Fragmento:
Entrada con memorial de un preso en la cárcel de Pitesti, Rumania.Raúl Sánchez Costa

A una escala menor aunque con el mismo propósito, el Memorial de la Prisión de Pitesti revive a través de testimonios el martirio vivido por unos 600 estudiantes que fueron atormentados física y psicológicamente entre noviembre de 1949 y mayo de 1951. Un agente de la KGB implementó el conocido como Experimento Pitesti, que consistía en obligar mediante la violencia a ser no solo informadores sino torturadores. Precisamente, una de las víctimas acabó convirtiéndose en uno de los máximos responsables del atroz ensayo, el más terrorífico del bloque de la Europa del Este. “Si se logra incluir como patrimonio universal, nadie pondrá en duda la importancia de estos lugares”, confía María Axinte, que inició este proyecto por iniciativa propia hace diez años. “Fueron torturados y forzados a repudiar a sus familiares, amigos y principios para demostrar que se habían transformado en personas nuevas y en agresores de otras víctimas”, cuenta Axinte, antes de enseñar la sala donde se practicaban actos satánicos y ahora transmutada en un lugar de culto religioso: “Fue una operación diabólica de despersonalización, de destrucción de uno mismo y de asesinato moral”.

Este experimento finalizó tras una investigación criminal por la presión internacional y un seudo macroproceso entre 1953 y 1954, sin condenar a sus verdaderos creadores. Sin embargo, el método de sometimiento en masa a través del chantaje psicológico y la agresión subliminal siguió vigente durante el régimen. Esta antigua cárcel, clasificada el año pasado como monumento histórico, acoge cada año a unos 10.000 visitantes. Pero su fundadora, de 34 años, aún lamenta “la falta de interés del Estado y la falta de comprensión” de un pasado que moldea la mentalidad de los ciudadanos.

Registros guardados:
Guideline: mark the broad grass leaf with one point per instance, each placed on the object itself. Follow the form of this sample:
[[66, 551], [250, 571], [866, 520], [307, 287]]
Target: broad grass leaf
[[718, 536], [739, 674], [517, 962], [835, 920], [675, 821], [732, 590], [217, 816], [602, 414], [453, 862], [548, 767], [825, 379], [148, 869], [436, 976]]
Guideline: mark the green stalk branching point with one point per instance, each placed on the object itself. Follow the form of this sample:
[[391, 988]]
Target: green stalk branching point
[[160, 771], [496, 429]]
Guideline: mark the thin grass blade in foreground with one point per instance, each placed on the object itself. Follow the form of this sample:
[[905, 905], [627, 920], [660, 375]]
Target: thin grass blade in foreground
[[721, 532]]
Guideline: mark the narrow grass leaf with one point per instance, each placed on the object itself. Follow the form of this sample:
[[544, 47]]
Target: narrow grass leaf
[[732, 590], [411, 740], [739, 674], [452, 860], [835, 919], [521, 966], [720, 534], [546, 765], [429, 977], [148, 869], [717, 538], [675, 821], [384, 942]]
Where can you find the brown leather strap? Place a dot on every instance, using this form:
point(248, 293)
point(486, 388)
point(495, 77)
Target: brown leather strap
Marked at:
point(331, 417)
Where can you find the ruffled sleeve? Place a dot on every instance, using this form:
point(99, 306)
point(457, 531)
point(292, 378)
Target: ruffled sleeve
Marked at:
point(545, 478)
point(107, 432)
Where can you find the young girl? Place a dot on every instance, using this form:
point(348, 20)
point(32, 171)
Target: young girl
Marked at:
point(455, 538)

Tarea pendiente: Devuelve tal cual la parte del texto sobre la cárcel de Pitesti que empieza en las palabras "Este experimento finalizó" y acaba después de "de los ciudadanos.". Los registros no hacen falta para nada.

Solución propuesta:
Este experimento finalizó tras una investigación criminal por la presión internacional y un seudo macroproceso entre 1953 y 1954, sin condenar a sus verdaderos creadores. Sin embargo, el método de sometimiento en masa a través del chantaje psicológico y la agresión subliminal siguió vigente durante el régimen. Esta antigua cárcel, clasificada el año pasado como monumento histórico, acoge cada año a unos 10.000 visitantes. Pero su fundadora, de 34 años, aún lamenta “la falta de interés del Estado y la falta de comprensión” de un pasado que moldea la mentalidad de los ciudadanos.